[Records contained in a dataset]
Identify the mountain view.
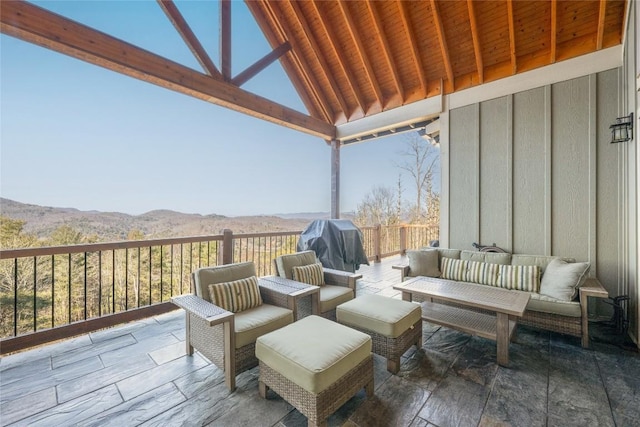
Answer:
[0,198,349,241]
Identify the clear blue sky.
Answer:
[0,0,436,216]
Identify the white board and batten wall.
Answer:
[440,22,638,344]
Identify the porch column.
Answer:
[331,139,340,219]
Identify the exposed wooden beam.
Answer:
[280,1,362,120]
[431,0,455,93]
[231,42,291,87]
[549,0,558,64]
[366,1,405,104]
[158,0,222,79]
[467,0,484,84]
[507,0,518,74]
[312,1,367,115]
[398,1,427,98]
[338,1,384,110]
[245,1,324,123]
[220,0,231,80]
[263,2,336,123]
[596,0,607,50]
[0,1,335,140]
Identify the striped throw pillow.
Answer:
[291,263,324,286]
[209,276,262,313]
[466,261,500,286]
[440,258,469,282]
[498,265,542,292]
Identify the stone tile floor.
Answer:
[0,257,640,427]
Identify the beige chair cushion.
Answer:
[234,304,293,348]
[193,262,256,301]
[320,285,353,313]
[256,316,371,394]
[276,251,318,280]
[527,293,582,317]
[336,294,422,338]
[407,249,440,277]
[291,263,324,286]
[209,276,262,313]
[540,259,591,301]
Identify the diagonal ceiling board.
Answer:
[398,1,427,98]
[245,1,331,123]
[308,1,368,117]
[280,0,352,119]
[338,1,384,109]
[158,0,222,79]
[0,2,335,139]
[367,2,405,104]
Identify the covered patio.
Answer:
[0,256,640,427]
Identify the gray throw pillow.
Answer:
[540,258,591,301]
[407,249,440,277]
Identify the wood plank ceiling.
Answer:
[246,0,626,125]
[0,0,626,140]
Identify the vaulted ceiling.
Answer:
[0,0,627,140]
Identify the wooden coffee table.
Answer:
[393,276,529,366]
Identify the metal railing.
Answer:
[0,225,438,352]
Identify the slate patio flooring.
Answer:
[0,257,640,427]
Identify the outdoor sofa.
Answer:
[393,247,608,348]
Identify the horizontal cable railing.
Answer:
[0,225,438,353]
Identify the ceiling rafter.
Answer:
[467,0,484,83]
[398,1,428,98]
[596,0,607,50]
[281,1,362,120]
[231,42,291,86]
[264,2,336,123]
[549,0,558,64]
[0,1,335,139]
[338,1,384,110]
[366,1,405,104]
[431,0,455,93]
[507,0,518,74]
[308,1,367,115]
[158,0,222,79]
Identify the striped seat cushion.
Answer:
[440,258,469,282]
[498,265,542,292]
[209,276,262,313]
[291,263,324,286]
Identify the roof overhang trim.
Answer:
[336,95,443,144]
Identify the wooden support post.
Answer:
[222,228,233,264]
[331,139,340,219]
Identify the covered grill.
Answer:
[298,219,369,273]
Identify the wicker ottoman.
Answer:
[336,295,422,374]
[256,316,373,426]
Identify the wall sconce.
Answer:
[609,113,633,144]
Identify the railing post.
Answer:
[222,228,233,264]
[373,224,382,262]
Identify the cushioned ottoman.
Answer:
[336,295,422,374]
[256,316,373,426]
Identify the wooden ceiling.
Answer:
[0,0,626,140]
[246,0,626,125]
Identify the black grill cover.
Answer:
[298,219,369,273]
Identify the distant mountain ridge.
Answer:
[0,198,320,241]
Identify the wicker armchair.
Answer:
[172,262,293,391]
[274,251,362,321]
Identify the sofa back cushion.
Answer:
[407,249,440,277]
[498,265,542,292]
[466,261,500,286]
[540,259,591,301]
[440,258,469,282]
[291,262,324,286]
[460,250,511,265]
[209,276,262,313]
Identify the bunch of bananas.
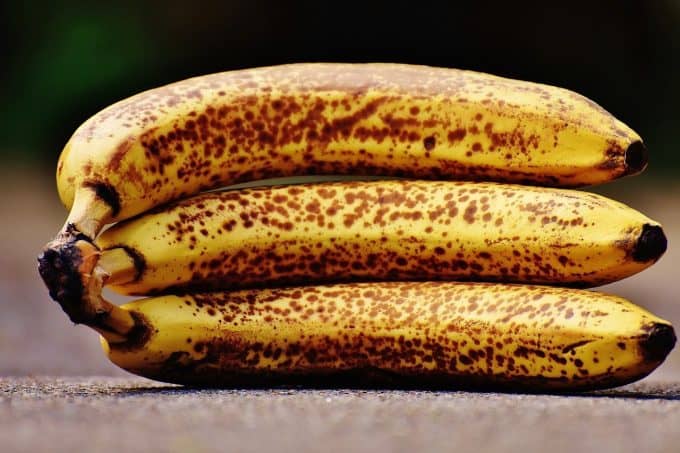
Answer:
[39,64,675,391]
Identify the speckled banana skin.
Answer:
[95,180,665,294]
[57,64,646,239]
[102,282,675,391]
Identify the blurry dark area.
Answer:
[0,0,680,175]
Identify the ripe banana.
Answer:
[45,64,647,245]
[102,282,675,391]
[81,180,666,295]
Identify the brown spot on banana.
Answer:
[104,282,675,391]
[96,177,665,294]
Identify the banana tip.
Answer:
[626,140,648,175]
[640,323,676,362]
[633,224,668,263]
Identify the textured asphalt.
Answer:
[0,377,680,453]
[0,169,680,453]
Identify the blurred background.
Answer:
[0,0,680,380]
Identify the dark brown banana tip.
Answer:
[640,323,676,362]
[38,226,92,323]
[633,225,668,263]
[626,141,647,175]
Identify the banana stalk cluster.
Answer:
[39,64,675,391]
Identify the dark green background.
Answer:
[0,0,680,176]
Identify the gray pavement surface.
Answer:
[0,377,680,453]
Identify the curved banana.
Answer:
[89,180,666,295]
[102,282,675,392]
[51,64,646,238]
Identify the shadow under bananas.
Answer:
[93,381,680,401]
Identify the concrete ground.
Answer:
[0,377,680,453]
[0,168,680,453]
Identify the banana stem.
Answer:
[38,185,137,343]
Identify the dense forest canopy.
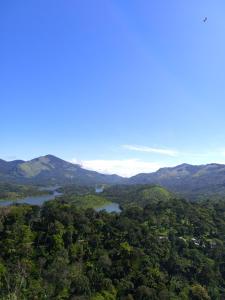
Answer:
[0,186,225,300]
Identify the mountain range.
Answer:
[0,155,225,199]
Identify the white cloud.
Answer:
[72,158,163,177]
[122,145,178,156]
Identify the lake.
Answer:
[0,189,121,213]
[95,202,121,213]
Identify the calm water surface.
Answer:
[0,188,121,213]
[0,191,61,206]
[96,202,121,213]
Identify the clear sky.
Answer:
[0,0,225,175]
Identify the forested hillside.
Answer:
[0,195,225,300]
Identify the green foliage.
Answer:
[0,192,225,300]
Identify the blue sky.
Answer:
[0,0,225,176]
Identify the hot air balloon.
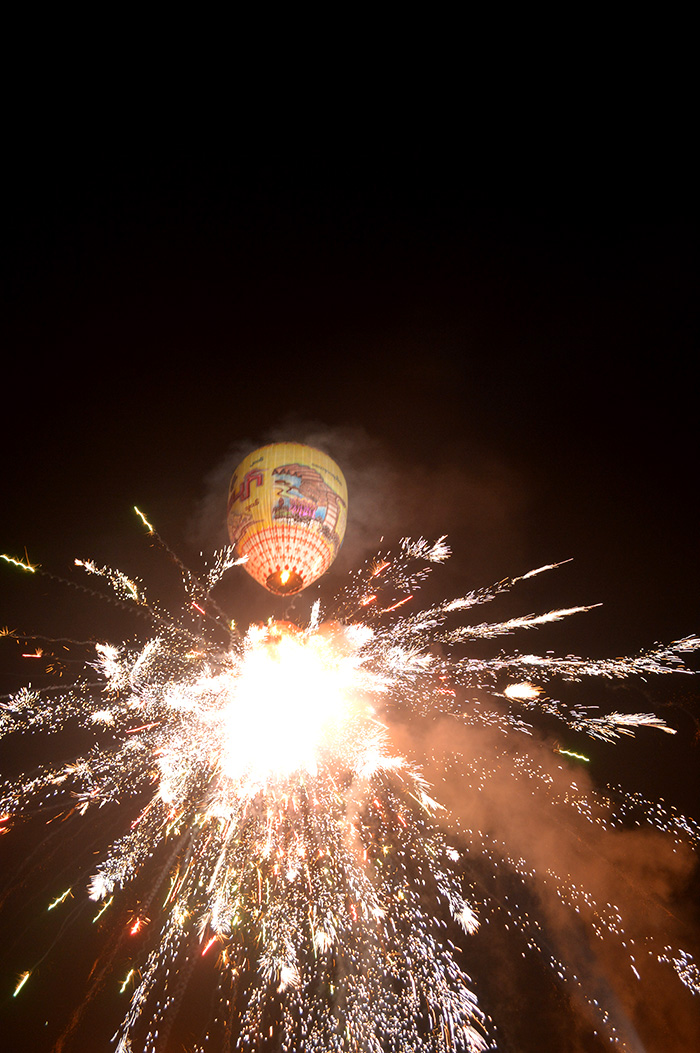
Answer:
[227,442,347,596]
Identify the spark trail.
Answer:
[0,522,700,1053]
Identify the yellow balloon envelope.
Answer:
[227,442,347,596]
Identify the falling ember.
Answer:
[0,530,700,1053]
[13,972,32,998]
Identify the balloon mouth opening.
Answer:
[265,567,304,596]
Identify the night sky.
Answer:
[0,145,700,1053]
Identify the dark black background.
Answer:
[0,123,700,1050]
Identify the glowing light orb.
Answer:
[227,442,347,596]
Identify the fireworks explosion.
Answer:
[0,513,700,1053]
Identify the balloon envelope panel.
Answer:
[227,442,347,596]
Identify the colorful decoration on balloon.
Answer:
[227,442,347,596]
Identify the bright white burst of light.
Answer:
[0,526,700,1053]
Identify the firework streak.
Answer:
[0,530,700,1053]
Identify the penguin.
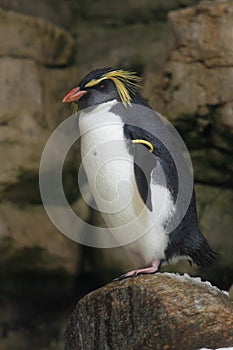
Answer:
[63,68,217,278]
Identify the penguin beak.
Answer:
[62,86,87,103]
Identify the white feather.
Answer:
[79,101,174,267]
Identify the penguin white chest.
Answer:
[79,102,173,265]
[79,103,137,217]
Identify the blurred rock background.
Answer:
[0,0,233,350]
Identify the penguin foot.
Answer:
[114,259,160,281]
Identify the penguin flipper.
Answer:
[133,143,157,211]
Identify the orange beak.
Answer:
[62,86,87,103]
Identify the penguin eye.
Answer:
[98,83,105,90]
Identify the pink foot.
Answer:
[114,259,160,281]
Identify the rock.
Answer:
[0,10,74,66]
[65,273,233,350]
[169,0,233,67]
[148,0,233,187]
[0,0,197,28]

THE TASK:
Print every one of the lines above word for word, leaving the pictures out.

TASK RESPONSE:
Identify the mountain view.
Answer:
[0,198,349,241]
Identify the clear blue sky.
Answer:
[0,0,436,216]
Identify the white board and batten wall.
Answer:
[440,22,638,344]
Identify the porch column.
Answer:
[331,139,340,219]
Identify the exposed wooden beam.
Answer:
[280,1,362,120]
[431,0,455,93]
[231,42,291,87]
[549,0,558,64]
[366,1,405,104]
[158,0,222,79]
[467,0,484,84]
[507,0,518,74]
[312,1,367,115]
[398,1,427,98]
[338,1,384,110]
[245,1,324,123]
[220,0,231,80]
[263,2,336,123]
[596,0,607,50]
[0,1,335,140]
Identify the striped throw pillow.
Answer:
[291,263,324,286]
[209,276,262,313]
[466,261,500,286]
[440,258,469,282]
[498,265,542,292]
Identify the stone tile floor.
Answer:
[0,257,640,427]
Identify the beige chair cushion.
Answer:
[234,304,293,348]
[193,262,256,301]
[320,285,353,313]
[256,316,371,394]
[276,251,318,280]
[527,293,582,317]
[336,294,422,338]
[407,249,440,277]
[291,263,324,286]
[209,276,262,313]
[540,259,591,301]
Identify the diagonal ceiling board.
Answer:
[398,1,427,98]
[245,1,331,123]
[308,1,368,117]
[280,0,352,119]
[338,1,384,109]
[158,0,222,79]
[0,2,335,139]
[367,2,405,104]
Identify the covered patio.
Answer:
[0,256,640,427]
Identify the gray throw pillow.
Answer:
[540,258,591,301]
[407,249,440,277]
Identify the wood plank ceiling.
Answer:
[246,0,626,125]
[0,0,626,140]
Identify the vaulted ceiling.
Answer:
[0,0,627,140]
Identify the wooden coffee table.
Answer:
[393,276,529,366]
Identify the metal railing.
Answer:
[0,225,438,352]
Identify the slate patio flooring.
Answer:
[0,257,640,427]
Identify the outdoor sofa.
Answer:
[393,247,608,348]
Identify the horizontal cable railing.
Answer:
[0,225,438,353]
Identify the ceiling rafter.
Answer:
[467,0,484,83]
[398,1,428,98]
[596,0,607,50]
[281,1,362,120]
[231,42,291,86]
[264,2,336,123]
[549,0,558,64]
[0,1,335,139]
[338,1,384,110]
[366,1,405,104]
[431,0,455,93]
[507,0,518,74]
[308,1,367,115]
[158,0,222,79]
Identify the striped seat cushion.
Answer:
[440,258,469,282]
[498,265,542,292]
[209,276,262,313]
[291,263,324,286]
Identify the roof overhang trim.
Answer:
[336,95,443,144]
Identify the wooden support post.
Answer:
[222,228,233,264]
[331,139,340,219]
Identify the covered grill.
Answer:
[298,219,369,273]
Identify the wicker ottoman.
Answer:
[336,295,422,374]
[256,316,373,426]
Identify the wall sconce.
Answer:
[609,113,633,144]
Identify the railing post.
Answer:
[222,228,233,264]
[373,224,382,262]
Identify the cushioned ottoman.
Answer:
[336,295,422,374]
[256,316,373,426]
Identify the wooden ceiling.
Answer:
[0,0,626,140]
[246,0,626,125]
Identify the black grill cover.
Answer:
[298,219,369,273]
Identify the distant mountain ridge.
Answer:
[0,198,320,241]
Identify the wicker armchair.
Answer:
[172,262,293,391]
[274,251,362,321]
Identify the sofa back cushion.
Answer:
[407,249,440,277]
[498,265,542,292]
[466,261,500,286]
[540,259,591,301]
[440,258,469,282]
[291,262,324,286]
[460,250,511,265]
[209,276,262,313]
Identify the bunch of bananas.
Answer:
[39,64,675,391]
Identify the speckled banana skin.
Answer:
[95,180,665,294]
[57,64,646,239]
[102,282,675,391]
Identify the blurry dark area.
Answer:
[0,0,680,175]
Identify the ripe banana.
Answer:
[45,64,647,245]
[102,282,675,391]
[81,180,666,295]
Identify the brown spot on banana.
Answer:
[104,282,675,391]
[96,177,665,294]
Identify the banana tip.
Answer:
[626,140,648,175]
[640,323,676,362]
[633,224,668,263]
Identify the textured asphalt.
Answer:
[0,377,680,453]
[0,169,680,453]
Identify the blurred background.
Answer:
[0,0,680,380]
Identify the dark brown banana tip.
Answer:
[640,323,676,362]
[38,226,92,323]
[633,225,668,263]
[626,141,647,175]
Identify the banana stalk cluster.
Answer:
[39,64,675,391]
Identify the dark green background.
Answer:
[0,0,680,176]
Identify the gray pavement surface.
Answer:
[0,377,680,453]
Identify the curved banana.
Answer:
[89,180,666,295]
[102,282,675,392]
[51,64,646,238]
Identify the shadow under bananas.
Answer:
[93,381,680,401]
Identify the concrete ground.
Answer:
[0,377,680,453]
[0,168,680,453]
Identify the banana stem.
Answer:
[38,185,137,343]
Identify the dense forest canopy.
Answer:
[0,186,225,300]
Identify the mountain range.
Answer:
[0,155,225,199]
Identify the white cloud.
Answer:
[72,158,163,177]
[122,145,178,156]
Identify the lake.
Answer:
[0,189,121,213]
[95,202,121,213]
Identify the calm water surface.
Answer:
[0,188,121,213]
[0,191,61,206]
[96,202,121,213]
Identify the clear sky.
Answer:
[0,0,225,175]
Identify the forested hillside.
Answer:
[0,195,225,300]
Identify the green foliage.
Answer:
[0,192,225,300]
Identify the blue sky.
Answer:
[0,0,225,176]
Identify the hot air balloon.
Answer:
[227,442,347,596]
Identify the spark trail.
Answer:
[0,522,700,1053]
Identify the yellow balloon envelope.
Answer:
[227,442,347,596]
Identify the falling ember.
Answer:
[0,530,700,1053]
[13,972,32,998]
Identify the balloon mouth opening.
Answer:
[265,567,304,596]
Identify the night sky.
Answer:
[0,145,700,1053]
Identify the dark black background.
Answer:
[0,123,700,1050]
Identify the glowing light orb.
Answer:
[227,442,347,596]
Identify the fireworks explosion.
Answer:
[0,513,700,1053]
Identify the balloon envelope panel.
Answer:
[227,442,347,596]
Identify the colorful decoration on balloon.
Answer:
[227,442,347,596]
Identify the bright white burst of light.
Answer:
[0,526,700,1053]
Identify the firework streak.
Answer:
[0,530,700,1053]
Identify the penguin.
Answer:
[63,68,217,278]
Identify the penguin beak.
Answer:
[62,86,87,103]
Identify the white feather.
Answer:
[79,101,174,267]
Identify the penguin white chest.
Answer:
[79,102,173,265]
[79,103,137,217]
Identify the blurred rock background.
Answer:
[0,0,233,350]
Identify the penguin foot.
Answer:
[114,259,160,281]
Identify the penguin flipper.
Answer:
[133,143,157,211]
Identify the orange beak.
Answer:
[62,86,87,103]
Identify the penguin eye.
Answer:
[98,83,105,90]
Identify the pink foot.
Answer:
[114,259,160,281]
Identify the rock.
Answer:
[0,10,74,66]
[65,273,233,350]
[169,0,233,67]
[148,0,233,187]
[0,0,197,28]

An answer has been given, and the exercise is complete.